** Written problem **
Reproduce the entries exactly.

======== Data section

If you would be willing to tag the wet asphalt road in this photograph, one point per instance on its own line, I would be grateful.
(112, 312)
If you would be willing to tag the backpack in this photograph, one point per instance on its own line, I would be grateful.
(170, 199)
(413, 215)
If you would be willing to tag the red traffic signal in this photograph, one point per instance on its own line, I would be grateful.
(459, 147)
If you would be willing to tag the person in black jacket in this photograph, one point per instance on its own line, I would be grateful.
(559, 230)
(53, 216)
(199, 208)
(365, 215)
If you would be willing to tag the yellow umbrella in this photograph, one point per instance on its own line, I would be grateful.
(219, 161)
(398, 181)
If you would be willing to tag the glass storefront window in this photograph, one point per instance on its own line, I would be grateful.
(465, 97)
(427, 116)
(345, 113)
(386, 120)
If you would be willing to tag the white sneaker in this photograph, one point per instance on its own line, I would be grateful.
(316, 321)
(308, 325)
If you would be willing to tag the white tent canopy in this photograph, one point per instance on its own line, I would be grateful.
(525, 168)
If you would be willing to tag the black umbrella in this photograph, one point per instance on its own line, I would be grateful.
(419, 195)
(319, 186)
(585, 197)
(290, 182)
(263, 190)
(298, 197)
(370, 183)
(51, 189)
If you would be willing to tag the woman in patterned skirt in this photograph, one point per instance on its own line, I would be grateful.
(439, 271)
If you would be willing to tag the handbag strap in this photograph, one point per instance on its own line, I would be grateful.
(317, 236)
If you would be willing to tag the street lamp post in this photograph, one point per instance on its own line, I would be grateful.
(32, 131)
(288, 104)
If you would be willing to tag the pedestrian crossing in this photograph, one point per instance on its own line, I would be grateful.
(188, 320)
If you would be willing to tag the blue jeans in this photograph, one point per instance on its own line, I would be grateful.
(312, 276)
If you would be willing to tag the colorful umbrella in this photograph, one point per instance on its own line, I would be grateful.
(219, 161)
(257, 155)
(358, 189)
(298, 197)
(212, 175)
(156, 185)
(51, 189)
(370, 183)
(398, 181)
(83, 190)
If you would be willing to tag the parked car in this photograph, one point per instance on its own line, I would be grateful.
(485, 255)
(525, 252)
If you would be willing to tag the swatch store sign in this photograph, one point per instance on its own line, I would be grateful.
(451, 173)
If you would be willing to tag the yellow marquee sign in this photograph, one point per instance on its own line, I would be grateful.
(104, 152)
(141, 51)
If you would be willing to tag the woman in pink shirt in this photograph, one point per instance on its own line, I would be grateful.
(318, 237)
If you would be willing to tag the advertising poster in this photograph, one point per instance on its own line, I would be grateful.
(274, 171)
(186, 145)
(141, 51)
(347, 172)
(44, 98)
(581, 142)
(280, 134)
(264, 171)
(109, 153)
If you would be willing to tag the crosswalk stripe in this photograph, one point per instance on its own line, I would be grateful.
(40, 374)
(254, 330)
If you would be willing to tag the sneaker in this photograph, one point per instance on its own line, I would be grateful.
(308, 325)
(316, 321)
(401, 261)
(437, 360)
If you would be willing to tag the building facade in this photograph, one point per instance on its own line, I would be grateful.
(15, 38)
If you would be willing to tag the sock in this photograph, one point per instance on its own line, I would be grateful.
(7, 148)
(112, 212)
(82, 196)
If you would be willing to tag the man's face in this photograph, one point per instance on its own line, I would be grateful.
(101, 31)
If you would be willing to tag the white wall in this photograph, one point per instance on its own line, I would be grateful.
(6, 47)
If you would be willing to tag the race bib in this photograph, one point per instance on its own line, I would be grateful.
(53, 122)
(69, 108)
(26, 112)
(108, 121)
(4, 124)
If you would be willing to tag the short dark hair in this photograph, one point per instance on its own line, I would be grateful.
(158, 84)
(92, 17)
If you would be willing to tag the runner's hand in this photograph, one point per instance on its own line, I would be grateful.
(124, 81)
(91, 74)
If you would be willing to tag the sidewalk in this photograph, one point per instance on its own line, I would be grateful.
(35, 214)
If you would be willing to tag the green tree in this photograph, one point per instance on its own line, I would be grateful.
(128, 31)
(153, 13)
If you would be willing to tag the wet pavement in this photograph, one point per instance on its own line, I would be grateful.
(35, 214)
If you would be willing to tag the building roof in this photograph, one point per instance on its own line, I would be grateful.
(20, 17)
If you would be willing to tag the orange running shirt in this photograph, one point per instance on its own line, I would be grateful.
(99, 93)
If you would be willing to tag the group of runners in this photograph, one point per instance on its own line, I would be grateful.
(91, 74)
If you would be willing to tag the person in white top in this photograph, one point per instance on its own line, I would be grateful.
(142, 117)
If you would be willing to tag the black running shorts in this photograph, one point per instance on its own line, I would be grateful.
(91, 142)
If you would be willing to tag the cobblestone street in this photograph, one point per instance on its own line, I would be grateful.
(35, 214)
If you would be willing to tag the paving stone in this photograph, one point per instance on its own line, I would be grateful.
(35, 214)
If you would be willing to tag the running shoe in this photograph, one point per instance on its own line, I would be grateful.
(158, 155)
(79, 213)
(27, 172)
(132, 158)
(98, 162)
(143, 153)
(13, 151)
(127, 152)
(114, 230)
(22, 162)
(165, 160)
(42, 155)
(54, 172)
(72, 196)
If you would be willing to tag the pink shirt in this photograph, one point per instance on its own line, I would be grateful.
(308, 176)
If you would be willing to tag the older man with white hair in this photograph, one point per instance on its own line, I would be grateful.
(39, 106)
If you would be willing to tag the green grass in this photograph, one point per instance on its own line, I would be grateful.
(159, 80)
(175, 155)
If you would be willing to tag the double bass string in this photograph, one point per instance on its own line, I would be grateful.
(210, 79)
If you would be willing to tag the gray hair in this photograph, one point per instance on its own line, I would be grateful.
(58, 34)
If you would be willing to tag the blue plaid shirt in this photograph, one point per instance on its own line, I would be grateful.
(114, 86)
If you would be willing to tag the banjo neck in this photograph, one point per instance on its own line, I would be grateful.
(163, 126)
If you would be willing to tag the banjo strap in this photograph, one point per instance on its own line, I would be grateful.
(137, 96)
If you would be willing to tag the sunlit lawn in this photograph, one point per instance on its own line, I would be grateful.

================

** Task answer **
If you would be willing to tag the wet asphalt road in this photograph, one point per instance on its own line, I would be grateful.
(112, 312)
If you would be willing to tag the backpack in this photograph, one point per instance on its own line, I would be grateful.
(170, 199)
(413, 215)
If you would be willing to tag the red traffic signal in this photograph, one point per instance on its own line, I would be grateful.
(459, 147)
If you would be willing to tag the person in black jacket in this photograph, one point per instance on its own line, I would be grateful.
(559, 230)
(53, 216)
(199, 208)
(365, 215)
If you would be willing to tag the yellow umbrella in this photograph, one point per instance on its own line, I would be grateful.
(219, 161)
(398, 181)
If you would be willing to tag the glass storefront window in this photograph, one point per instance on its own line, I would be grateful.
(465, 97)
(427, 116)
(345, 113)
(386, 120)
If you would be willing to tag the white sneaker in this photograph, one point per instance on its own line, I would be grateful.
(316, 321)
(308, 325)
If you would be willing to tag the white tent canopy in this photograph, one point per instance on its own line, I would be grateful.
(525, 168)
If you would be willing to tag the black umbrella in this photograph, one point per instance on its own line, I would be grateful.
(419, 195)
(319, 186)
(585, 197)
(290, 182)
(263, 190)
(298, 197)
(370, 183)
(51, 189)
If you would be willing to tag the woman in patterned skirt in this photograph, one point per instance on its own line, I would be grateful.
(439, 271)
If you would be willing to tag the handbag strap in this photograph, one point per instance on its own line, I would be grateful.
(317, 236)
If you would be willing to tag the street lamp post in this photograph, one point per instance on its own line, I would be grateful.
(32, 131)
(288, 104)
If you would be willing to tag the pedestrian crossing in this photograph, one point per instance on its own line, I would be grateful.
(188, 320)
If you would be willing to tag the blue jeans in this photograph, one point per instance on its own line, I would be grateful.
(312, 276)
If you would be willing to tag the colorful umbrella in this photograph, one point per instance on its own line, I would be grateful.
(219, 161)
(257, 155)
(358, 189)
(298, 197)
(212, 175)
(156, 185)
(51, 189)
(370, 183)
(398, 181)
(83, 190)
If you would be willing to tag the parked car in this photograph, one point per instance on its own line, I would be grateful.
(485, 255)
(525, 252)
If you would be willing to tag the swatch store sign in this photograph, one point per instance on its own line, I would be grateful.
(451, 173)
If you would be willing to tag the yellow marquee sign in this photograph, one point per instance on its own line, I would be grateful.
(104, 152)
(141, 51)
If you would be willing to tag the woman in pink shirt in this photograph, one point per instance on its own line, I would be grateful.
(318, 237)
If you would be willing to tag the advertising poster in this photograph, one point per instance on its own line, I would be grateful.
(274, 171)
(186, 145)
(141, 51)
(347, 172)
(44, 98)
(581, 142)
(280, 134)
(264, 171)
(109, 153)
If you would be willing to tag the crosswalk stripe in this photograph, one point per instance on its own line, I would be grateful.
(40, 374)
(254, 330)
If you would be willing to tag the sneaker in this photograph, one point per instance on its own line, I would be grateful.
(308, 325)
(316, 321)
(401, 261)
(437, 360)
If you would be willing to tag the building facade in this photograph, one point per instance on its own line, I would be grateful.
(15, 38)
If you would be willing to tag the sock in this photograph, one point per instance on its own line, I would be grateful.
(7, 148)
(112, 212)
(82, 196)
If you would be willing to tag the man's face in this photograph, one point per instance on its own line, I would be grateful.
(101, 31)
If you would be willing to tag the white wall in this photograph, one point per instance on its own line, I would be grateful.
(6, 47)
If you would be willing to tag the race bib in this photograph, one point per instance on its own line, I would be grateful.
(53, 122)
(69, 108)
(26, 112)
(108, 121)
(4, 124)
If you would be willing to tag the short dark hair in this photograph, one point per instance on its own line, I would be grateful.
(158, 84)
(92, 17)
If you would be willing to tag the runner's hand in this photograph, one point per instance on its own line, I would be grateful.
(124, 81)
(91, 74)
If you would be willing to tag the sidewalk in this photograph, one point per instance on its own line, I would be grateful.
(35, 214)
If you would be willing to tag the green tree in this photograph, one point per instance on its own line, I would be grateful.
(128, 31)
(153, 13)
If you would be willing to tag the wet pavement in this photograph, one point per instance on its own line, I would be grateful.
(35, 214)
If you would be willing to tag the building roof in this photograph, one point per instance on its own line, I would be grateful.
(20, 17)
If you would be willing to tag the orange running shirt in this photograph, one point per instance on its own line, I would be grateful.
(99, 93)
If you would be willing to tag the group of runners in this photograph, one point per instance on its own line, I would be grateful.
(91, 74)
If you would be willing to tag the person in white top in this photograph, one point per instance on its own line, I would be grateful.
(142, 117)
If you would be willing to tag the black running shorts in this photograph, one point per instance on its own line, I would be grateful.
(91, 142)
If you would be willing to tag the cobblestone street in this photograph, one point per instance on its own line, I would be grateful.
(35, 214)
If you would be willing to tag the paving stone in this photograph, one point per instance on its own line, I would be grateful.
(35, 214)
If you would be willing to tag the running shoe in this photograph, one point per instance on its own line, I would be grateful.
(158, 155)
(79, 213)
(27, 172)
(132, 158)
(98, 162)
(143, 153)
(13, 151)
(127, 152)
(114, 230)
(22, 162)
(165, 160)
(42, 155)
(54, 172)
(72, 196)
If you would be willing to tag the pink shirt in this photograph, one point per instance on its own line, I would be grateful.
(308, 176)
If you would be willing to tag the older man with white hair in this photograph, one point per instance on its own line, I would be grateful.
(39, 106)
If you would be willing to tag the green grass in this photograph, one point per instance on its own line, I would be grateful.
(159, 80)
(175, 155)
If you would be willing to tag the double bass string in this photograph, one point per instance on its own line, I would be grateful.
(210, 79)
If you would be willing to tag the gray hair in this photograph, one point per instance on its own line, I would be grateful.
(58, 34)
If you would be willing to tag the blue plaid shirt in this photograph, one point per instance on its own line, I would be grateful.
(114, 86)
If you would be willing to tag the banjo neck in this photograph, one point per instance on its own line, I would be grateful.
(163, 126)
If you would be willing to tag the banjo strap in this photograph, one point per instance on its own line, I would be grateful.
(137, 96)
If you would be willing to tag the sunlit lawn in this photograph, one point per instance on its own line, I would be grateful.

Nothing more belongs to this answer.